» Work instructions
Pull out each line in the rows below that contains the string "yarn", matching case exactly.
:: Records provided ::
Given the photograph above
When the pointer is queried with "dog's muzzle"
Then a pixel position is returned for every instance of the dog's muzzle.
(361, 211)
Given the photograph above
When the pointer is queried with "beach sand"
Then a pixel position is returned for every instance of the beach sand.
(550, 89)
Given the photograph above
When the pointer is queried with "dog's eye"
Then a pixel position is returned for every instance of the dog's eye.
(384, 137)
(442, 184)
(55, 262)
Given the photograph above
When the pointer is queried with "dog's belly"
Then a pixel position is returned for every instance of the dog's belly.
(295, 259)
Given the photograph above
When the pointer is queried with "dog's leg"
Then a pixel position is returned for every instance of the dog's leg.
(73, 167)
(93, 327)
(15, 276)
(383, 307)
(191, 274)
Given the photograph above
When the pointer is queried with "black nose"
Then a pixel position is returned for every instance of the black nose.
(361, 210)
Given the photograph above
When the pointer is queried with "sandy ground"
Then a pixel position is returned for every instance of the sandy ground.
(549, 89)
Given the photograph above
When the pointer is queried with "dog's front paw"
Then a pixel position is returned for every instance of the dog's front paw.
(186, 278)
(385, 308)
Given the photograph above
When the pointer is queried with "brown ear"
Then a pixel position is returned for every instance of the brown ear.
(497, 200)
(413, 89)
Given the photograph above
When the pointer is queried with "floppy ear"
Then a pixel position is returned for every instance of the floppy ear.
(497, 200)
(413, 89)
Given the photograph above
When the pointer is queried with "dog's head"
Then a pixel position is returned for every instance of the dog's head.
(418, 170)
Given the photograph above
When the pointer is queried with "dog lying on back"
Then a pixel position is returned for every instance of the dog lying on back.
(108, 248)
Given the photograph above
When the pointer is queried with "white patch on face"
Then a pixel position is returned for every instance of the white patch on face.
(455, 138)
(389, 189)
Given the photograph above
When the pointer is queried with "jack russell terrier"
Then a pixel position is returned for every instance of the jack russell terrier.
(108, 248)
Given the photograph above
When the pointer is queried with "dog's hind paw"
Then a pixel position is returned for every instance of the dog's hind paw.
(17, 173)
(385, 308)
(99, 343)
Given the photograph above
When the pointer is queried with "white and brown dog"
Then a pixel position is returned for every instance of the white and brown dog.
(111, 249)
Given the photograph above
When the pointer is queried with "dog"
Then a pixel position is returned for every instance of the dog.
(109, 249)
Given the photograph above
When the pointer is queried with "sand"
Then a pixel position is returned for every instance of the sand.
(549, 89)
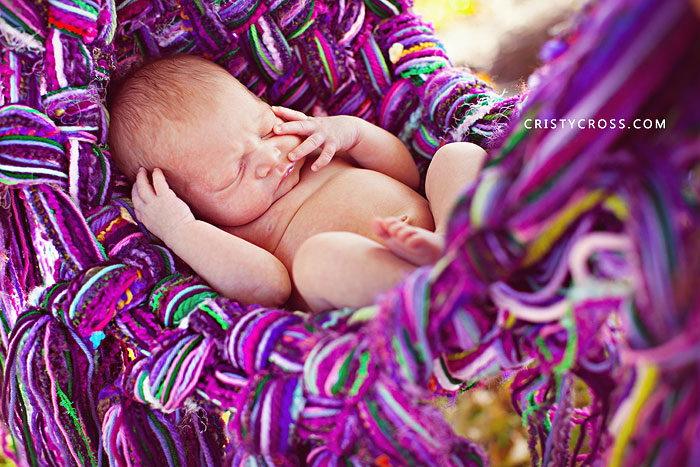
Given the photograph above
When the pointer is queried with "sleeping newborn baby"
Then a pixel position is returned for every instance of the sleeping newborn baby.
(265, 202)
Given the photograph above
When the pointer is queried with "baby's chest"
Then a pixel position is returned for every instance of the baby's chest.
(348, 203)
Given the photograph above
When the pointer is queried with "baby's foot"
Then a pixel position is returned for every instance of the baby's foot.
(414, 244)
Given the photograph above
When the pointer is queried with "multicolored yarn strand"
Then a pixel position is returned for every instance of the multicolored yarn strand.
(570, 261)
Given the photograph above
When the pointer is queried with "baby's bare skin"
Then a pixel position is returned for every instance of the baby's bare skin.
(338, 198)
(266, 201)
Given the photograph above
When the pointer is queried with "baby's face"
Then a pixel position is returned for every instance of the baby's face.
(236, 167)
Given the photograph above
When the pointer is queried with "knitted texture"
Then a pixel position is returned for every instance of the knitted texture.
(570, 261)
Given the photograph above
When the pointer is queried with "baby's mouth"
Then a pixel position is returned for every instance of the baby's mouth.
(287, 172)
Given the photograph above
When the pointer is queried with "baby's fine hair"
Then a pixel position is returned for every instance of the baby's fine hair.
(164, 91)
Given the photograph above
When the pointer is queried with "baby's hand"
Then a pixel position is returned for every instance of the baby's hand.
(157, 206)
(334, 134)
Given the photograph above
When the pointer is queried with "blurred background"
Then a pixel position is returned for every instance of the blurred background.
(500, 40)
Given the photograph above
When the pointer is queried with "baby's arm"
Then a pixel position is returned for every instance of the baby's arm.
(368, 145)
(232, 266)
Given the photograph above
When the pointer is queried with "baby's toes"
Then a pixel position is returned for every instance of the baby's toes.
(406, 233)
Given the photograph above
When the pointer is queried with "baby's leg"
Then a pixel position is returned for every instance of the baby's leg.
(453, 166)
(338, 269)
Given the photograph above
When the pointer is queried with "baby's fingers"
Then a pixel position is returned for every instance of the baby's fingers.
(325, 158)
(300, 127)
(288, 114)
(309, 144)
(143, 186)
(159, 182)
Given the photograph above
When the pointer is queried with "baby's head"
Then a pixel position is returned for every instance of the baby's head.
(210, 135)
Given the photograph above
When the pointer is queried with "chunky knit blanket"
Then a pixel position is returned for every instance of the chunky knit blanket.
(570, 263)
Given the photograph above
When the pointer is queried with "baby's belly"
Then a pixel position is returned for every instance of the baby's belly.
(348, 202)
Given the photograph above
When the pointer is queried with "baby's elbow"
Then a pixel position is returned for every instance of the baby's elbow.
(273, 287)
(277, 292)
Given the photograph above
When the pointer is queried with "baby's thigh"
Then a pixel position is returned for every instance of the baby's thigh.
(339, 269)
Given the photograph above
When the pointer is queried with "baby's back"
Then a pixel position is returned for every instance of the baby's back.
(339, 197)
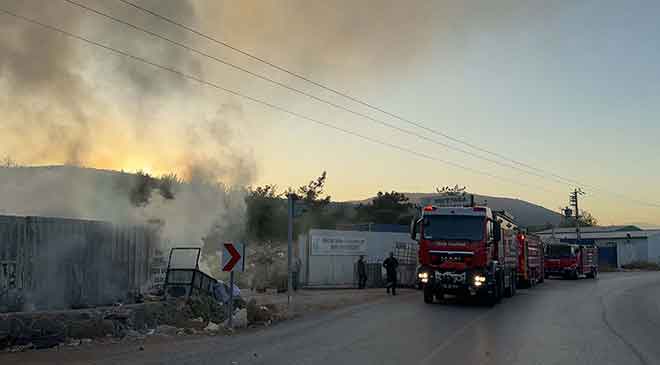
:::
» Reply to the task
When the pointer is queried with "multicolored yarn strand"
Then a pixel position is returned for every instance of the multicolored yarn strand.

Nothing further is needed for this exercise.